* [BRIEF]:
Somewhere below, one line contains "Find the background" and a later line contains "Find the adult". Output those two lines and everything between them exactly, and nothing else.

* [MATERIALS PROVIDED]:
..............................

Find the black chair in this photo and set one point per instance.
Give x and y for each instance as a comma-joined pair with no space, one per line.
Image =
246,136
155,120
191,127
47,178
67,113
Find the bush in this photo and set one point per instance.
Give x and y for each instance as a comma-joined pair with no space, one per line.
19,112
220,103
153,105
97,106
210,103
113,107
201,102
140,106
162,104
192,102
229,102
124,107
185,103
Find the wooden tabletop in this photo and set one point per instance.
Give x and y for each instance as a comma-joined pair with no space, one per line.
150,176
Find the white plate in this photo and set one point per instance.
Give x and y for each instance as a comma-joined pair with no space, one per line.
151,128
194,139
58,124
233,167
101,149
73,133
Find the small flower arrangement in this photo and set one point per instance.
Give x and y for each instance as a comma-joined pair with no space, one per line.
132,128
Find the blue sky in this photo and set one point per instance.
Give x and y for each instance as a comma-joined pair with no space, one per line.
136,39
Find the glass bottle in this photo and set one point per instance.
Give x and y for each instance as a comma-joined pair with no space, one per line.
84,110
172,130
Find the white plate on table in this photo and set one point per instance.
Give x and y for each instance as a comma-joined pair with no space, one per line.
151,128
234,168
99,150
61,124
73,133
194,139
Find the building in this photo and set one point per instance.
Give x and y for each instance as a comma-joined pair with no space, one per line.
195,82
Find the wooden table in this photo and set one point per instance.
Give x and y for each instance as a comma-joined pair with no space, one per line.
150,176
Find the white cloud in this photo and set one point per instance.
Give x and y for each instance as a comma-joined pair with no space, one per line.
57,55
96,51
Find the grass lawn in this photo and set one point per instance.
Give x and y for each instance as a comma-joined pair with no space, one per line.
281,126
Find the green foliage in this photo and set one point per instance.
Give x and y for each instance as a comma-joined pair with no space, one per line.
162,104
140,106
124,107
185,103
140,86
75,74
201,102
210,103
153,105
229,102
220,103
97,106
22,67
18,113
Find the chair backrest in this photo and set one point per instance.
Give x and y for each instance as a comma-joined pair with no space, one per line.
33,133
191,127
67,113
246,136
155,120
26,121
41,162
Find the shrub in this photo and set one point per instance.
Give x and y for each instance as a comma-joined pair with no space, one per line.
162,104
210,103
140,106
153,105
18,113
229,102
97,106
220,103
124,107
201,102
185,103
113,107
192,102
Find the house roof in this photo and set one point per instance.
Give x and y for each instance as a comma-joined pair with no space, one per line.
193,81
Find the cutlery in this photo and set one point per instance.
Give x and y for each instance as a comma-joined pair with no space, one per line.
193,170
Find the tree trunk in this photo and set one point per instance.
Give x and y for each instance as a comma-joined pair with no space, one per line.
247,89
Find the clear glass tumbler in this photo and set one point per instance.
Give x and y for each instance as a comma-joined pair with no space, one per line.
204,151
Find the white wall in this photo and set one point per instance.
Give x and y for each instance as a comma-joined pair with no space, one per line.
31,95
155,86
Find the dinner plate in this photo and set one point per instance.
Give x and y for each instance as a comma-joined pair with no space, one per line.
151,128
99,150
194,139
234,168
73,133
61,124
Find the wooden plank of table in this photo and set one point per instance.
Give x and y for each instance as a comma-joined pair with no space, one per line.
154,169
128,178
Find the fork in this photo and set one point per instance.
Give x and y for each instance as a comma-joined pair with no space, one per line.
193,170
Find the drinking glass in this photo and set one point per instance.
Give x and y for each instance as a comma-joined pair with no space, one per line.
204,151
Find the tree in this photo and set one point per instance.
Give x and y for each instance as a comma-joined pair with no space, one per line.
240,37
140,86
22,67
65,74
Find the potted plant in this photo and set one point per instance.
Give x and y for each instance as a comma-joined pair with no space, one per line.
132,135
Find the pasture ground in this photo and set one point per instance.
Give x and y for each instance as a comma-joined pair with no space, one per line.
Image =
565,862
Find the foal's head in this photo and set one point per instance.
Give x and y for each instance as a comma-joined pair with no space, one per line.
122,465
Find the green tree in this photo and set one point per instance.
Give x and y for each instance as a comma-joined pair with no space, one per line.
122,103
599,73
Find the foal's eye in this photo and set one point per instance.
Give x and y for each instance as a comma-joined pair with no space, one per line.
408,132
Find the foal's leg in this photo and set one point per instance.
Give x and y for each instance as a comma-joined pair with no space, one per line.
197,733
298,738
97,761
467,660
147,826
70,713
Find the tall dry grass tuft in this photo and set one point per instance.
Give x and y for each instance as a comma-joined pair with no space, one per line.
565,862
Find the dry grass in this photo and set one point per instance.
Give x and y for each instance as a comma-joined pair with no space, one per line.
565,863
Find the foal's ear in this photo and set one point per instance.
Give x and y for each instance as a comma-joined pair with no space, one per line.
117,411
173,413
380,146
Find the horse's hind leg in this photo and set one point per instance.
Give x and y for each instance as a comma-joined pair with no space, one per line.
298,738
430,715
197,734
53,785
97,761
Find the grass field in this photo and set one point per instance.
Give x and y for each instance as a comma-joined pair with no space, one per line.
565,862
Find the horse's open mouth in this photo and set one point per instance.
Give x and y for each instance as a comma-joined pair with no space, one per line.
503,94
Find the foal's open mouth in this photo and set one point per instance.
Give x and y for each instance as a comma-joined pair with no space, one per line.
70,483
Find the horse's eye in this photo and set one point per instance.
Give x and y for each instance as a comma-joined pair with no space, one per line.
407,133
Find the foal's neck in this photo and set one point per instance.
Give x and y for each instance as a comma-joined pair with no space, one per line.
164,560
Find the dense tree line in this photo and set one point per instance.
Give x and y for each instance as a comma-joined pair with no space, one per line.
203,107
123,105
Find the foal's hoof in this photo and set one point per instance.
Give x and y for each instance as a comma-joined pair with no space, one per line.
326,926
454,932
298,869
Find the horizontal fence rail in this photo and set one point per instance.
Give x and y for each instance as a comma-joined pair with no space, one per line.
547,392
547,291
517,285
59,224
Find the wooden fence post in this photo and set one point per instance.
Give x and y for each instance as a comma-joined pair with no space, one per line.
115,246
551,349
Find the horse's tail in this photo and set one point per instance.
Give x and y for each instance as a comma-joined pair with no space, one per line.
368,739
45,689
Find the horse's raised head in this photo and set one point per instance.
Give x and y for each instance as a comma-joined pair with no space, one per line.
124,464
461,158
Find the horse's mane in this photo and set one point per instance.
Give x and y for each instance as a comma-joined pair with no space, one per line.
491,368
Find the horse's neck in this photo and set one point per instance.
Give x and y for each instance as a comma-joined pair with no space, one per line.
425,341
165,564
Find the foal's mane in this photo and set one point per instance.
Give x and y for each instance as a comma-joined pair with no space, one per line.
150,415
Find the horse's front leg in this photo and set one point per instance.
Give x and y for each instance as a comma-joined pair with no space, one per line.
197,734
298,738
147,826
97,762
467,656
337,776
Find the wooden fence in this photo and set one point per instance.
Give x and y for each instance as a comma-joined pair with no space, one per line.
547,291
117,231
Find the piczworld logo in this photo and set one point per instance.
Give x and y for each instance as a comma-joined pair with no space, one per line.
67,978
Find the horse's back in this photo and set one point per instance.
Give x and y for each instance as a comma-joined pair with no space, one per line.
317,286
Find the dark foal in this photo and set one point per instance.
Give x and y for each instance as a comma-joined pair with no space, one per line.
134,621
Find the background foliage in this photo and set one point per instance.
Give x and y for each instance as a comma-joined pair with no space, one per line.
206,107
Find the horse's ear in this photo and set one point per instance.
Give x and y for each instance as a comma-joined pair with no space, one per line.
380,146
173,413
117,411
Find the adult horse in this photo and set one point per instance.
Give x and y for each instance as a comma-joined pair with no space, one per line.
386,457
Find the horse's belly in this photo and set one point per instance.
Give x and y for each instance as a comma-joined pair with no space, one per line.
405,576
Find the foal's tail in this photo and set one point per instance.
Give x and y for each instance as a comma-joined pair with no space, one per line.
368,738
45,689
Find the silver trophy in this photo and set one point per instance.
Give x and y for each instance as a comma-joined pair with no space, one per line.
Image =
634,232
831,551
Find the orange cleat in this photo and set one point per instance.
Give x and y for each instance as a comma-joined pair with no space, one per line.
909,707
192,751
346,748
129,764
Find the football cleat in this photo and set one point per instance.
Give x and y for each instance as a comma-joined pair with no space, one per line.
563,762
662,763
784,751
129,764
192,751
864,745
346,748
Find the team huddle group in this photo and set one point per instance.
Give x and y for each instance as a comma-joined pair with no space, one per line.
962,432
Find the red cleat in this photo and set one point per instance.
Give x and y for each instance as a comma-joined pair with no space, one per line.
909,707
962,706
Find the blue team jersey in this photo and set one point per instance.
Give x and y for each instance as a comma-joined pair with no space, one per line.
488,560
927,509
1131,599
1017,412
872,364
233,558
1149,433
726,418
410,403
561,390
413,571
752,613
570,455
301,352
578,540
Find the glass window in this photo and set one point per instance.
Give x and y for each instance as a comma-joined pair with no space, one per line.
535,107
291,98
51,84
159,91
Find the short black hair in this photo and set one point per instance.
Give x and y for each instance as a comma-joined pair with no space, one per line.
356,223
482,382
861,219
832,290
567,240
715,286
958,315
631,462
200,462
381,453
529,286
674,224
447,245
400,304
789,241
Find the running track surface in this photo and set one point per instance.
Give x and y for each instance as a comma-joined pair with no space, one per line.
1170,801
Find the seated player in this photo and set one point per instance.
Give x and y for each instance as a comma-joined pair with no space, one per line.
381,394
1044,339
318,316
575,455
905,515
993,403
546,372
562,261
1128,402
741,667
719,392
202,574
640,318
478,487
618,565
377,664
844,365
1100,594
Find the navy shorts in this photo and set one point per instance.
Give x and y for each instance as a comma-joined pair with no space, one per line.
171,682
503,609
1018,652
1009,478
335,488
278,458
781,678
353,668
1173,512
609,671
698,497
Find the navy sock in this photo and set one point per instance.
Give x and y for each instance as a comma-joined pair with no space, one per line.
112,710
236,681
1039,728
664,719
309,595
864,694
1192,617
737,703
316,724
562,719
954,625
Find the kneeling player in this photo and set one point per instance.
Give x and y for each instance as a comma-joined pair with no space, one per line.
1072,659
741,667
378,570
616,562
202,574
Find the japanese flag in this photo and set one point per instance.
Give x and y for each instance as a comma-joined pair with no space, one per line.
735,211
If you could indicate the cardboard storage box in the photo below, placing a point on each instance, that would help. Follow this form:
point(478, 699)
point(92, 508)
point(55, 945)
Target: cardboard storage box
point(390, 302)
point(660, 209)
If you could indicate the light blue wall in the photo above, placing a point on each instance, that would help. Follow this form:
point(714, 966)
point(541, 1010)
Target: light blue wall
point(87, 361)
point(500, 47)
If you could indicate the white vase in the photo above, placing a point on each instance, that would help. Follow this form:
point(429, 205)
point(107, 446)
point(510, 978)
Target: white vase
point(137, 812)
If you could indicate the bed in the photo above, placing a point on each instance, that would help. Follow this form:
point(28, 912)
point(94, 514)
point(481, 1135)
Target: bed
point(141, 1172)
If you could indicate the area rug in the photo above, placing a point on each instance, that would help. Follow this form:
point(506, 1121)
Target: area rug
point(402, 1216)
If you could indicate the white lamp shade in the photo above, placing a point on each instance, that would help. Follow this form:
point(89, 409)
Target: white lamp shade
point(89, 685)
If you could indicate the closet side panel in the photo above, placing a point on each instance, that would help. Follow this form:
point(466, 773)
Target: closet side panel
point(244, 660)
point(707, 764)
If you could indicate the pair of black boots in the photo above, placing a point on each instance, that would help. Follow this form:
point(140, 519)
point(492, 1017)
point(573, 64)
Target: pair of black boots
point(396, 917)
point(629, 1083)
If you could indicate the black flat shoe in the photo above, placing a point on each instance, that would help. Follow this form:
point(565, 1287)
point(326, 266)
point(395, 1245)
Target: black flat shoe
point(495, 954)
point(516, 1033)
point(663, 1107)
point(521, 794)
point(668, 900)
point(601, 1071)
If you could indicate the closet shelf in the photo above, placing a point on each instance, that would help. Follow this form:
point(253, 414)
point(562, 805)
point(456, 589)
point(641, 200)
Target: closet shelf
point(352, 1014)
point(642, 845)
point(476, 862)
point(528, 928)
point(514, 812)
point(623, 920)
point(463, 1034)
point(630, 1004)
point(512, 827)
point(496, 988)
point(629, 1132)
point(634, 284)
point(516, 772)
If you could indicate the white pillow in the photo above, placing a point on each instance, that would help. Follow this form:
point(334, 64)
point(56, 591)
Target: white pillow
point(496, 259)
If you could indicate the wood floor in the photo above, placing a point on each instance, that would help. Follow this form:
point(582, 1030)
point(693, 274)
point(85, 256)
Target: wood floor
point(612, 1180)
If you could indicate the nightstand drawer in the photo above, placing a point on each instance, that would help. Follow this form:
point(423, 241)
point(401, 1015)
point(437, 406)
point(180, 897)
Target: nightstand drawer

..............................

* [RESULT OF THE EXERCISE]:
Find the background foliage in this photo and set one point per instance.
Give x and y for each instance as a comma-joined pair with no space, one per line.
206,107
Find the horse's ear in this photo and set one point per instance.
Give x and y for each instance as a comma-joined pair with no space, one per line.
380,146
173,413
117,411
Find the adult horse in this photo and set one point per instance.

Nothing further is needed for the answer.